■ **EXERCISE OBJECTIVE**:
Can you print the rows below without any changes, from the line containing "Reviewer note: every instance of the red strawberry" through the line containing "pixel 152 391", with both of those lines included?

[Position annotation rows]

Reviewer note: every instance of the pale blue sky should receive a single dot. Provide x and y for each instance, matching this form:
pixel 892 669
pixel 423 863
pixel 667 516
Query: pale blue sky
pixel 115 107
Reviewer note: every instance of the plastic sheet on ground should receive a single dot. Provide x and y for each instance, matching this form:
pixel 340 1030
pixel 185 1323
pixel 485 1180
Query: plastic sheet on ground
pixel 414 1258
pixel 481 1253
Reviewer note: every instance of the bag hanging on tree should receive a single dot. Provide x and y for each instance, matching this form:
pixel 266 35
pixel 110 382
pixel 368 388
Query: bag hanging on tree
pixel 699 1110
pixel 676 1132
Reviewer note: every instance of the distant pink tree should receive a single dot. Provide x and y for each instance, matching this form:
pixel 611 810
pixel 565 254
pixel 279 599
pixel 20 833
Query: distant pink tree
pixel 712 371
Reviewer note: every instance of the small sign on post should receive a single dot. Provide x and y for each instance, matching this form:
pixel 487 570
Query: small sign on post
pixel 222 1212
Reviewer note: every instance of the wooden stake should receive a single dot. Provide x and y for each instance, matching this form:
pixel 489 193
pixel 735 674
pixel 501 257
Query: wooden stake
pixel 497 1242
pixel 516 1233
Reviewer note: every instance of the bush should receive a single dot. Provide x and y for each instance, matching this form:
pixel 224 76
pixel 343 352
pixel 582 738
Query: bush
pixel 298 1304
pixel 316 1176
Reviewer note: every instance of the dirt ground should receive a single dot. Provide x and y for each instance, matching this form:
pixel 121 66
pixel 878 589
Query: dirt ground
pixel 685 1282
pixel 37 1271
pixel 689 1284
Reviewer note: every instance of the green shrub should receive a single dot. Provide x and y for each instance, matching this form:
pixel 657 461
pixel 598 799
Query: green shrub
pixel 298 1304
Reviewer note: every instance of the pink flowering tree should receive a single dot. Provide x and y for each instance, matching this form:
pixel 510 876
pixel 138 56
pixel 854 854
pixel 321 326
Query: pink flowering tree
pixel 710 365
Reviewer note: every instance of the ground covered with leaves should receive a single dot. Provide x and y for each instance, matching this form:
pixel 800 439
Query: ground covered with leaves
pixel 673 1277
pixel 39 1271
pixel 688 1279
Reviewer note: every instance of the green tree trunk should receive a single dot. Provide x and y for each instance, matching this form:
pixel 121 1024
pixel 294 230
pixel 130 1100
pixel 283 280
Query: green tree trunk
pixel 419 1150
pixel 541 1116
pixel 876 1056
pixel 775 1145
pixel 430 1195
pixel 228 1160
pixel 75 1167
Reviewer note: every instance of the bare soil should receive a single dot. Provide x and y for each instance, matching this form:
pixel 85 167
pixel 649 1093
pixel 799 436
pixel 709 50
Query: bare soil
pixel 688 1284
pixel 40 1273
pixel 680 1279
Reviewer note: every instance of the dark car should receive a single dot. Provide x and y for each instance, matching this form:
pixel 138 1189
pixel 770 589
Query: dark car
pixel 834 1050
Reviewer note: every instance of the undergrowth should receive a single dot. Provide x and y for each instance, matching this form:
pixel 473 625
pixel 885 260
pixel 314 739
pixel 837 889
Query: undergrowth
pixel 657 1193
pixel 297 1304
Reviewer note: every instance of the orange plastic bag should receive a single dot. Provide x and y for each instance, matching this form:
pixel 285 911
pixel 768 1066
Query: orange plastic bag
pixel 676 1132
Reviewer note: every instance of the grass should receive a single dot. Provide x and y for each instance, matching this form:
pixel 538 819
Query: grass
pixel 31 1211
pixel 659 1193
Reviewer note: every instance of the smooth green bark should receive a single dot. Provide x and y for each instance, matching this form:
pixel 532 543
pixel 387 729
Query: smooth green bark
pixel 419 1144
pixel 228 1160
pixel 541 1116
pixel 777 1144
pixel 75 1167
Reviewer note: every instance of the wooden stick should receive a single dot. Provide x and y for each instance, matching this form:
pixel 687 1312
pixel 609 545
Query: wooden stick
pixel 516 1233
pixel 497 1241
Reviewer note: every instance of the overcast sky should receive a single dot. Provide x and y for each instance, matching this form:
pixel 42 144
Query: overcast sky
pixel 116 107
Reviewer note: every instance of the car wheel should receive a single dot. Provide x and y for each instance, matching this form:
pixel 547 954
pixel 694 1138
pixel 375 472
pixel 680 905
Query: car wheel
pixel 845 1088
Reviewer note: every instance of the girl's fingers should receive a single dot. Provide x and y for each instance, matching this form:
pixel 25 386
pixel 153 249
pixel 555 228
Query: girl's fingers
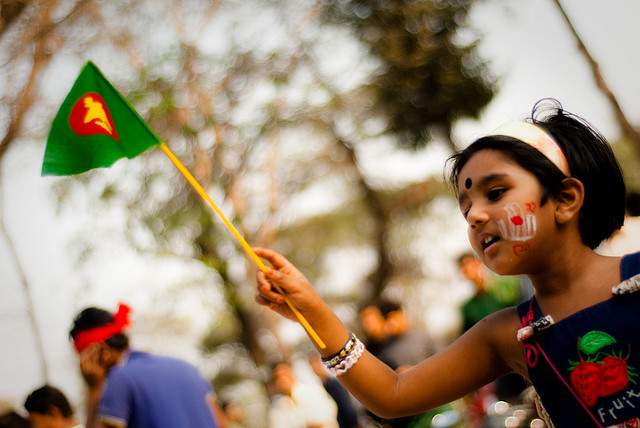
pixel 277 260
pixel 266 290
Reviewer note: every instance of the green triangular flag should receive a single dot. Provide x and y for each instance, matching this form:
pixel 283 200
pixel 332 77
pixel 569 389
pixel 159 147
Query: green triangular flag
pixel 94 127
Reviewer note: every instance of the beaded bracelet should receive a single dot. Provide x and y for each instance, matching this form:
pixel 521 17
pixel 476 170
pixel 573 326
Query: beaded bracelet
pixel 348 362
pixel 335 359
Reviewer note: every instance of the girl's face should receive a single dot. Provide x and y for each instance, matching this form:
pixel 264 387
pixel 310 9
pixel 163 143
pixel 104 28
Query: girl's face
pixel 501 202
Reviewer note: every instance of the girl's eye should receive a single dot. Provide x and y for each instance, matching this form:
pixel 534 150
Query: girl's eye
pixel 494 194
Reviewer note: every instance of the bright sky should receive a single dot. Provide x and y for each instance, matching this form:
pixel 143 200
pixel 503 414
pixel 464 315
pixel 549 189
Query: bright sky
pixel 530 48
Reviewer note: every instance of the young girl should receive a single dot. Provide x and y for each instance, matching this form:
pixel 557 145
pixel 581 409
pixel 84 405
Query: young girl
pixel 538 197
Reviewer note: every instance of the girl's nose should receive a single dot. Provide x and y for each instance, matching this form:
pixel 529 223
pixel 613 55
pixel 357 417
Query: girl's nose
pixel 477 216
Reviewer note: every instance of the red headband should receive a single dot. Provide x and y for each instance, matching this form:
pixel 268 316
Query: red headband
pixel 103 332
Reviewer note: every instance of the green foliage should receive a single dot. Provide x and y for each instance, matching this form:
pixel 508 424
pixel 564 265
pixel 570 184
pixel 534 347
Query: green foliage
pixel 428 78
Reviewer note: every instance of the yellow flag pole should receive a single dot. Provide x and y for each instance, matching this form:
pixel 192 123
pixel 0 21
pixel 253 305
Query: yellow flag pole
pixel 240 239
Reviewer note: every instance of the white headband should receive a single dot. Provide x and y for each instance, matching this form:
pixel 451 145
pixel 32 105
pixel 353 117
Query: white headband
pixel 537 138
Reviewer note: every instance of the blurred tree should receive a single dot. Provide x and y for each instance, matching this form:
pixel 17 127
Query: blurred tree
pixel 627 128
pixel 429 76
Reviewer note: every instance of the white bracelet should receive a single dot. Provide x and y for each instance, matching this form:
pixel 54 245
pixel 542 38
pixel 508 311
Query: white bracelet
pixel 348 362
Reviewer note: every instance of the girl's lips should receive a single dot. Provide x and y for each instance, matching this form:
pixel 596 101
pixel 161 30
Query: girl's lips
pixel 487 241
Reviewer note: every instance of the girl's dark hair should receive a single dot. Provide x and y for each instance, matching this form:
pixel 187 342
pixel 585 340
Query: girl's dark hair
pixel 93 317
pixel 590 160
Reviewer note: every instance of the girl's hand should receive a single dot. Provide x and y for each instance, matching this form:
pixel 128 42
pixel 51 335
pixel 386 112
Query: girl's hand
pixel 91 366
pixel 286 277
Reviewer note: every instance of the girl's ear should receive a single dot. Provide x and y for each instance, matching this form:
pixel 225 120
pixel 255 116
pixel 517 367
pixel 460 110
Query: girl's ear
pixel 570 200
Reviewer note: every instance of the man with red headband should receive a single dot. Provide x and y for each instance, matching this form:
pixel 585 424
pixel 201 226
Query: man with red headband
pixel 133 389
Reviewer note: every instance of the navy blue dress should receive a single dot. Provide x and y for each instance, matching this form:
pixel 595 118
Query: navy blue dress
pixel 586 367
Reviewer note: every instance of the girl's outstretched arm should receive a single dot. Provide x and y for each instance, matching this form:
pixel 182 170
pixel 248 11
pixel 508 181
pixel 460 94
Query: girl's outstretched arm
pixel 481 355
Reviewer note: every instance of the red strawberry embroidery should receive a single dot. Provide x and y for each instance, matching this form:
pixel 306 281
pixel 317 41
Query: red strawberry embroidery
pixel 615 375
pixel 586 379
pixel 593 379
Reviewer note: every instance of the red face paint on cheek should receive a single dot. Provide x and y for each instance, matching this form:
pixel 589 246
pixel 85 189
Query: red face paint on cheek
pixel 531 206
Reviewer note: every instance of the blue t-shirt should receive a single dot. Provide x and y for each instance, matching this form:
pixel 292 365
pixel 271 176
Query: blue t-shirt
pixel 152 391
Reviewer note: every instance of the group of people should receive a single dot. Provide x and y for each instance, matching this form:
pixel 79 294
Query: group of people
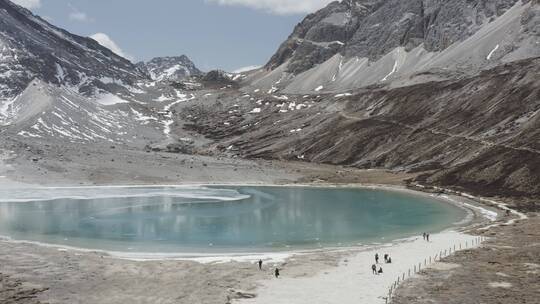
pixel 276 271
pixel 387 260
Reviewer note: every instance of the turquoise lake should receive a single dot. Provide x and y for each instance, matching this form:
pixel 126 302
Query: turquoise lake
pixel 218 219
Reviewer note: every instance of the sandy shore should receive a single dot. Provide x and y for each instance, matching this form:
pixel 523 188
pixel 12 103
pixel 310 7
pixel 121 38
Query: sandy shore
pixel 31 273
pixel 353 281
pixel 67 275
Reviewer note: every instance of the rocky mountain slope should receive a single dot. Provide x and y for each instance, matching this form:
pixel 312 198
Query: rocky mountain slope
pixel 480 134
pixel 450 98
pixel 357 43
pixel 169 68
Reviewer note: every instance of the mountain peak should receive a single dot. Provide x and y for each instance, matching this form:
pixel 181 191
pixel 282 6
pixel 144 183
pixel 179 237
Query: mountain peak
pixel 30 48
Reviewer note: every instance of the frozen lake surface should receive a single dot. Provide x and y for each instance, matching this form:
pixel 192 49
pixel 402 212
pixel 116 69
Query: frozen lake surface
pixel 222 219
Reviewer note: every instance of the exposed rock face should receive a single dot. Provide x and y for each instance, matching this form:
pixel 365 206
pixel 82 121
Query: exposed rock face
pixel 170 68
pixel 32 48
pixel 357 43
pixel 480 134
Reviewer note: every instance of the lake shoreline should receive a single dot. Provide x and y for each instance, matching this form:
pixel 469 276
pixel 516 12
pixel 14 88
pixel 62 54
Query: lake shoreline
pixel 70 276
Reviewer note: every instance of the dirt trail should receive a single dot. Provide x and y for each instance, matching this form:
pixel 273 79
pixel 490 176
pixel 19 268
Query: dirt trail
pixel 437 132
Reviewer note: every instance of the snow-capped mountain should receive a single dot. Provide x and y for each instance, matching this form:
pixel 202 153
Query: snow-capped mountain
pixel 173 69
pixel 357 43
pixel 31 48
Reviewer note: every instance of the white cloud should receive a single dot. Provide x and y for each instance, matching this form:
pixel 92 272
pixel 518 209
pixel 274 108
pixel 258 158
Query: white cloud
pixel 282 7
pixel 107 42
pixel 78 16
pixel 30 4
pixel 247 69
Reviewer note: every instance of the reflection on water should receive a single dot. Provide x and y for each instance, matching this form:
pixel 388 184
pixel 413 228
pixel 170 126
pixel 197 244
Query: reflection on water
pixel 234 218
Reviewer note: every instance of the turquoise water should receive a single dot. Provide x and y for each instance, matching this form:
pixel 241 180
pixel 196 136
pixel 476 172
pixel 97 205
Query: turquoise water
pixel 218 219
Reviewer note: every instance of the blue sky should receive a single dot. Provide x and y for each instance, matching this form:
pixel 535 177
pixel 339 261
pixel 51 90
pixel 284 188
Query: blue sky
pixel 226 34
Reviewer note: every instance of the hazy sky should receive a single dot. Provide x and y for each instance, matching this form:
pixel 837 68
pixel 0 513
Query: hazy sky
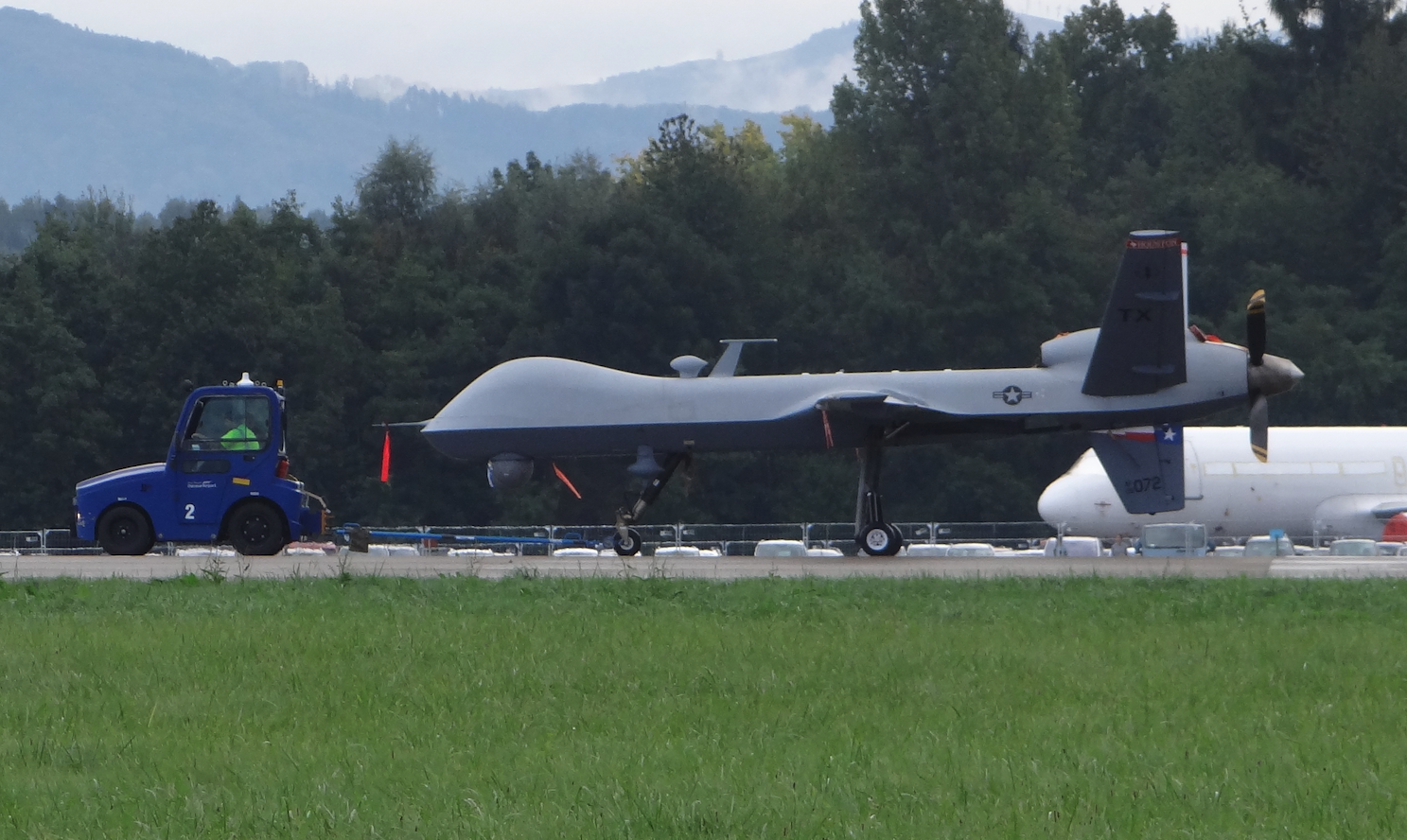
pixel 474 44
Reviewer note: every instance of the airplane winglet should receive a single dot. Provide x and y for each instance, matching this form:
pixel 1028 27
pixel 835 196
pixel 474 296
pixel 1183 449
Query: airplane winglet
pixel 1141 345
pixel 727 363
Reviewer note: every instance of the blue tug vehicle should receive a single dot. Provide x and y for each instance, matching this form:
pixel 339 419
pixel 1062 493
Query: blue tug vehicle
pixel 225 479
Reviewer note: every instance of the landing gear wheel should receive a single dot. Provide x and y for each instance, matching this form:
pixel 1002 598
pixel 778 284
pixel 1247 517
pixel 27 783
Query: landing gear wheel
pixel 124 531
pixel 256 530
pixel 880 539
pixel 627 545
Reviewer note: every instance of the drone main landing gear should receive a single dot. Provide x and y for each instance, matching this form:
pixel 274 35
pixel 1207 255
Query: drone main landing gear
pixel 875 536
pixel 626 540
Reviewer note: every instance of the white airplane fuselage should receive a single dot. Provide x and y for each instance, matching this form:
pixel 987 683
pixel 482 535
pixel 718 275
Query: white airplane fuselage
pixel 1327 480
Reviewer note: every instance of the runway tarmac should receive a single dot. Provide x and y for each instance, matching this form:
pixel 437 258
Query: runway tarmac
pixel 500 566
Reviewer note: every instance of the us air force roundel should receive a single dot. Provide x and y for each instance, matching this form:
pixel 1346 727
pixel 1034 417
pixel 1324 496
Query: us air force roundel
pixel 1011 395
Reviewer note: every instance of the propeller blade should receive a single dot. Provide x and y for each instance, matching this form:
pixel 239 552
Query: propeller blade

■ **WRITTEN RESPONSE**:
Reviewer note: every instance of the red strawberry embroidery should receive a single dot. Provide x and y for each instance, matching this form:
pixel 306 281
pixel 317 41
Query: red strawberry embroidery
pixel 615 375
pixel 586 379
pixel 593 379
Reviewer note: every instance of the red face paint on cheek should receive a single dot. Provide x and y for each instance, matching this form:
pixel 589 246
pixel 85 189
Query: red face paint on cheek
pixel 531 206
Reviewer note: every instance of the blue t-shirt should receive a single dot. Provide x and y for each instance, matching this form:
pixel 292 365
pixel 271 176
Query: blue t-shirt
pixel 152 391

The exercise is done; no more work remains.